==== MATERIAL SHOWN
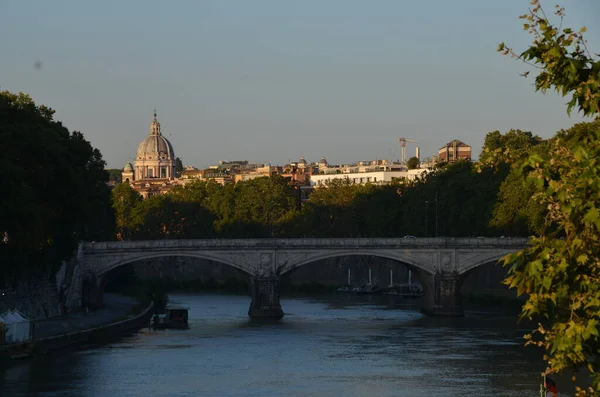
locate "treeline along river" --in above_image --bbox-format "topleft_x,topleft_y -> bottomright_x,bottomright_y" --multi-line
0,294 -> 543,397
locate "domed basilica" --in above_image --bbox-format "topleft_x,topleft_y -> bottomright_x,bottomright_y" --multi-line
121,110 -> 176,198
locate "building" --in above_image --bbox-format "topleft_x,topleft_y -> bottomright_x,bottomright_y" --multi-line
438,139 -> 471,163
310,169 -> 428,188
121,111 -> 177,198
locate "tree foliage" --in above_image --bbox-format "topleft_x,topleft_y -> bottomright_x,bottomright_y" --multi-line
498,0 -> 600,116
499,0 -> 600,396
0,91 -> 114,284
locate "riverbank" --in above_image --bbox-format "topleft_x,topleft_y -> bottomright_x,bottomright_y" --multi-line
0,294 -> 152,359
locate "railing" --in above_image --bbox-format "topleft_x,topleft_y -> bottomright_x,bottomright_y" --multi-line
83,237 -> 528,252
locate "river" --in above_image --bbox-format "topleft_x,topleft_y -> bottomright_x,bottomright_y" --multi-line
0,295 -> 544,397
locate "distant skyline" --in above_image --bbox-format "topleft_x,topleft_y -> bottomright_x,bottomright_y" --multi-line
0,0 -> 600,168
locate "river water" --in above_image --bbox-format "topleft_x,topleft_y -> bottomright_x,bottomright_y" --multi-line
0,295 -> 544,397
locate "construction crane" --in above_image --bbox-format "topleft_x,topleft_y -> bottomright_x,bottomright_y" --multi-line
398,138 -> 416,164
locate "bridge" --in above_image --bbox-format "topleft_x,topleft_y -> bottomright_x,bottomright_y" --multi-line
67,237 -> 528,318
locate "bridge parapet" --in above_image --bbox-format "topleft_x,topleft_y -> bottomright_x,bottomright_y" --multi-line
83,237 -> 528,252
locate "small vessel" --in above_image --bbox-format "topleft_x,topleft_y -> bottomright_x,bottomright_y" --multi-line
352,279 -> 383,295
151,306 -> 189,329
387,283 -> 423,298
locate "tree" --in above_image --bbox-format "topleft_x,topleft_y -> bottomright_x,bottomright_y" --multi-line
479,130 -> 543,167
0,91 -> 114,284
112,183 -> 142,240
498,0 -> 600,396
406,157 -> 419,170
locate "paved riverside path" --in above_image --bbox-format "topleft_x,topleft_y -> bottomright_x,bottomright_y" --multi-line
33,294 -> 138,339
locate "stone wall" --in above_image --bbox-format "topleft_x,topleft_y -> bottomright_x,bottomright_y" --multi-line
0,281 -> 61,320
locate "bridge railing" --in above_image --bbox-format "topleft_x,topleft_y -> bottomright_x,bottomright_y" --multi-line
83,237 -> 528,251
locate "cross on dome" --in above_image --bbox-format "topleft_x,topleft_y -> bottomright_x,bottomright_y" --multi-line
150,109 -> 160,135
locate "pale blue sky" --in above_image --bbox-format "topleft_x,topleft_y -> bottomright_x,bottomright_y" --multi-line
0,0 -> 600,167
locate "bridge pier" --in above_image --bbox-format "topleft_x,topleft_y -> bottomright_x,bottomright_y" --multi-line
248,276 -> 283,319
81,274 -> 107,309
422,271 -> 464,317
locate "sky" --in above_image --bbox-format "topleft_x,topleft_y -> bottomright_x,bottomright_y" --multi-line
0,0 -> 600,168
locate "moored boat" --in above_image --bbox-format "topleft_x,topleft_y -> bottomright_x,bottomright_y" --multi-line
152,306 -> 189,329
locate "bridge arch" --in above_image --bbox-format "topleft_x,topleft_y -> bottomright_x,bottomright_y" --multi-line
96,251 -> 253,277
281,250 -> 431,275
459,250 -> 517,276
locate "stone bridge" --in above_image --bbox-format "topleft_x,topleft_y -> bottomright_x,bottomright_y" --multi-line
68,237 -> 527,317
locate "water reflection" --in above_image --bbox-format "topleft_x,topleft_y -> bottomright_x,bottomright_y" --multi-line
0,295 -> 543,397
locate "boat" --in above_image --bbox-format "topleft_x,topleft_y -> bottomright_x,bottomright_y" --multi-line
352,279 -> 383,295
387,283 -> 423,298
335,267 -> 384,295
152,306 -> 189,329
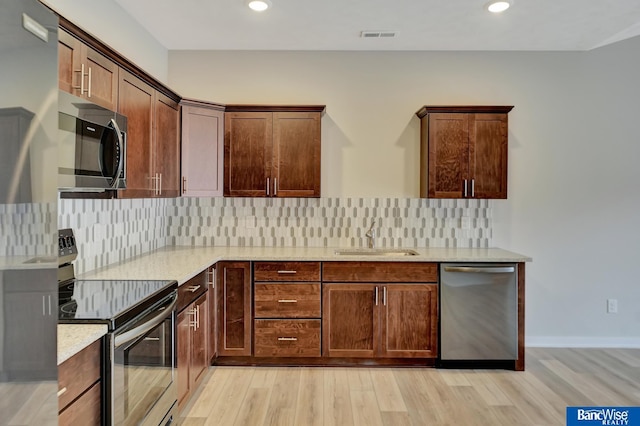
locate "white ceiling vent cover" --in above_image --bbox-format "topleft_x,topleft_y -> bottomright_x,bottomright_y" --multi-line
360,31 -> 396,38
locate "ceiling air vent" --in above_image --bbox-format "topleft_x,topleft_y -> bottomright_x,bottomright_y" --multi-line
360,31 -> 396,38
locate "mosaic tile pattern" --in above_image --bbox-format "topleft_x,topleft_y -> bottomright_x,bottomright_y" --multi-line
0,203 -> 58,257
58,198 -> 173,274
56,197 -> 492,274
167,198 -> 491,251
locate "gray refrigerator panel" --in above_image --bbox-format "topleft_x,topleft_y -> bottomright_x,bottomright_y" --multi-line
440,263 -> 518,361
0,0 -> 58,425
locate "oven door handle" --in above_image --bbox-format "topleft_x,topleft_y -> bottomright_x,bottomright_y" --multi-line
114,293 -> 178,347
========
**WHAT NEEDS TO BE DONE:**
List each line in the listing that has the string "stone" in it. Upper and lower case count.

**REPLY:**
locate "stone wall" --in above_image --bbox-format "topleft_x,topleft_y -> bottomright_x,bottomright_y" --multi-line
locate "stone bridge" --in above_image --bbox-format "topleft_x,topleft_y -> bottomright_x,bottomright_y" --multi-line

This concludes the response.